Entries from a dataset
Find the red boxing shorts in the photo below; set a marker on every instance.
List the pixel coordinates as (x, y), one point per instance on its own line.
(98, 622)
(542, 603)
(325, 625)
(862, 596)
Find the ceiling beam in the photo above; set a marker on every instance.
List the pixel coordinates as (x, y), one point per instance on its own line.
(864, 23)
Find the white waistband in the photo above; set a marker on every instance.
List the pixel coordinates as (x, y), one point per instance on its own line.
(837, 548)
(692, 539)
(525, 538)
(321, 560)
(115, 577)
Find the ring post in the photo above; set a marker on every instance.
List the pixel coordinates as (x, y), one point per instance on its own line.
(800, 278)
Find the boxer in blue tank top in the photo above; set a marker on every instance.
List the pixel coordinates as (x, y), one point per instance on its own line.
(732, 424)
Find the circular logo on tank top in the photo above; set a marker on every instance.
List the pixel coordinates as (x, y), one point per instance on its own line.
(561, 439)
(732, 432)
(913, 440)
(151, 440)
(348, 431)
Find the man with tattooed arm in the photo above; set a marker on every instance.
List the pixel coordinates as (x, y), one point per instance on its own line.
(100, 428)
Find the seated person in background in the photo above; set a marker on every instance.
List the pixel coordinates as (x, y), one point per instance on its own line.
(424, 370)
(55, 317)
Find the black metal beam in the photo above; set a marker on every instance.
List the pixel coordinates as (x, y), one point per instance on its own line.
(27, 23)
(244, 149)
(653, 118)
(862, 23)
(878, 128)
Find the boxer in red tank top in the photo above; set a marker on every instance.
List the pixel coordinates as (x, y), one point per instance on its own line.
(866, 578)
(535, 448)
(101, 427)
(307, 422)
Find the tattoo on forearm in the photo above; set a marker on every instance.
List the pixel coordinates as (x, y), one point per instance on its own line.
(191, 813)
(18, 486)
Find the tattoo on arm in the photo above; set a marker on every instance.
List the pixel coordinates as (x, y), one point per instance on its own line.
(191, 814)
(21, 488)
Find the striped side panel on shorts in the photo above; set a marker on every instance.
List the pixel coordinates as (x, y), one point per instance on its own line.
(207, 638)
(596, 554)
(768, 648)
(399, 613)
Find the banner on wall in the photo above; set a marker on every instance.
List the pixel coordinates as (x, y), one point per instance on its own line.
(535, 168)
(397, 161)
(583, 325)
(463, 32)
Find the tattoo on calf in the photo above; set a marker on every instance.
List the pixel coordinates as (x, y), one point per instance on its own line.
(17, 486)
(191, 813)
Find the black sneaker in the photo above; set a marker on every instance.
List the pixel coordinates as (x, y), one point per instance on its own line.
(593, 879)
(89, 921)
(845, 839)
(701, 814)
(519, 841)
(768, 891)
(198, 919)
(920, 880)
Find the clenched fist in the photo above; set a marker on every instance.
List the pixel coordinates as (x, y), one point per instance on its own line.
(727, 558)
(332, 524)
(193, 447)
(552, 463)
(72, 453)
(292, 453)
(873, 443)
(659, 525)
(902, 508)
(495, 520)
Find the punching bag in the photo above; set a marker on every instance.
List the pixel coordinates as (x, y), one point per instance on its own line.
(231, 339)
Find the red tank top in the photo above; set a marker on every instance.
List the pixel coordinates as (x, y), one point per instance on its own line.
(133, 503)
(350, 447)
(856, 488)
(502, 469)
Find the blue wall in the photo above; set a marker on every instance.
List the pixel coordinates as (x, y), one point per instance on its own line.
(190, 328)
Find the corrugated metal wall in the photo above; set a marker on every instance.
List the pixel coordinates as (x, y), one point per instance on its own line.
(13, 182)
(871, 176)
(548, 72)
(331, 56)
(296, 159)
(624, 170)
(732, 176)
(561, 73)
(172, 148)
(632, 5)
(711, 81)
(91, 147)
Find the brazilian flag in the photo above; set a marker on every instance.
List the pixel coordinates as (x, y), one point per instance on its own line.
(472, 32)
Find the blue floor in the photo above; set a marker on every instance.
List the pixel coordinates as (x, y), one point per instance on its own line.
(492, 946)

Instructions for the task: Every line above should be written out again exactly as it stands.

Solution to the exercise:
Find the red boxing shorts in the photo below; set a marker on every instance.
List the pixel coordinates as (x, y), one point per instance on its own line.
(98, 622)
(542, 603)
(325, 625)
(862, 596)
Find the ceiling beam in the photo above; set a marker on every instance.
List the pixel coordinates as (x, y), one point per instance on its own line.
(864, 23)
Find the white waistband in the photo above; set a marker on every instance.
List the pixel coordinates as (x, y), one point per instance on its own line.
(837, 548)
(692, 539)
(525, 538)
(321, 560)
(115, 577)
Find the ring post in the photo above; set a marker on every instance.
List the pixel coordinates as (x, y), one point per instance on its own line.
(800, 278)
Find the boxer in blue tank top in the photo above; set a marker on every instance.
List the pixel coordinates as (x, y), one point per instance on its own line.
(732, 424)
Find the circular logo on tank top in the photo above; set a marker on every instance.
List the pixel coordinates as (x, y), one point per instance on its own line.
(561, 439)
(732, 432)
(913, 440)
(151, 440)
(348, 431)
Find the man with tattooed arm in the photo above; set a marker on every instance.
List the pixel coordinates as (x, y), one point per instance on its own line.
(100, 428)
Find the seated person in background in the photo above; set a marker on every instance.
List the pixel coordinates as (x, y), one point per instance on its own line.
(424, 370)
(55, 317)
Find the black metal beam in the photo above; set a marker on every instance.
List the pixel coordinates as (x, y), one point per instance on its own line.
(27, 23)
(244, 149)
(653, 118)
(862, 23)
(878, 128)
Find the boxer in red tank top in the photo above; set a marker on every instance.
List the pixel coordinates as (x, y), one point per instance on its own line.
(866, 578)
(535, 448)
(101, 427)
(307, 422)
Find the tattoo on forearm in the photo above; set a marker on every instance.
List the pixel coordinates as (x, y), one point per instance on its own line.
(191, 813)
(18, 486)
Find the tattoo on arm in the photo above; set a marker on every instance.
List the pixel coordinates as (x, y), one point per instance on its own line.
(191, 814)
(21, 488)
Find the striped side panel on shorts in the photo above; set a marker on every instance.
List the pixel coordinates as (x, y), one point per instance on its own line.
(207, 638)
(596, 554)
(768, 648)
(399, 613)
Find the banner on wall in the photo above; set a marker on every instance.
List the pixel coordinates as (x, y), one point per instance on its own line.
(535, 168)
(397, 161)
(583, 325)
(463, 32)
Find the tattoo on calf in the photo above; set a marker on every instance.
List the pixel coordinates as (x, y), one point per instance on its own line.
(17, 486)
(191, 813)
Find the black sneaker in the photo above; set a marker on every instance.
List the pixel coordinates as (x, y), one point per instance on its own line.
(593, 879)
(89, 921)
(845, 839)
(701, 814)
(519, 841)
(768, 891)
(198, 919)
(920, 880)
Find the clenched fist in the photo above; set a marker on every instance.
List the pixel coordinates as (x, y), one point per instance on its own line.
(727, 558)
(332, 524)
(193, 447)
(552, 463)
(72, 453)
(292, 453)
(873, 443)
(659, 525)
(902, 508)
(495, 520)
Find the punching bag in the photo above; set a marker on every instance.
List the pixel coordinates as (x, y), one point per instance on its own line.
(231, 339)
Find the red tank top in the photo above; set a marker on every instance.
List the pixel coordinates as (x, y), one point per instance on its own line.
(133, 503)
(350, 447)
(856, 488)
(502, 469)
Find the blue wall in the photo above; set a marker on every instance.
List the pixel coordinates as (x, y), one point per instance on its own line.
(190, 328)
Find the corrugated metal wall in the photo above; set a marker on every instance.
List the pixel coordinates as (x, y), one point per instance on its own line.
(13, 182)
(871, 176)
(548, 72)
(331, 56)
(296, 159)
(624, 170)
(732, 176)
(561, 73)
(172, 148)
(632, 5)
(711, 81)
(91, 147)
Find the brazilian flag in the photo above; set a marker on every instance.
List the pixel coordinates as (x, y), one point per instance on its own line.
(472, 32)
Find the blue floor in the photo above; set a marker on every instance.
List the pixel coordinates as (x, y), one point per instance on its own line.
(492, 946)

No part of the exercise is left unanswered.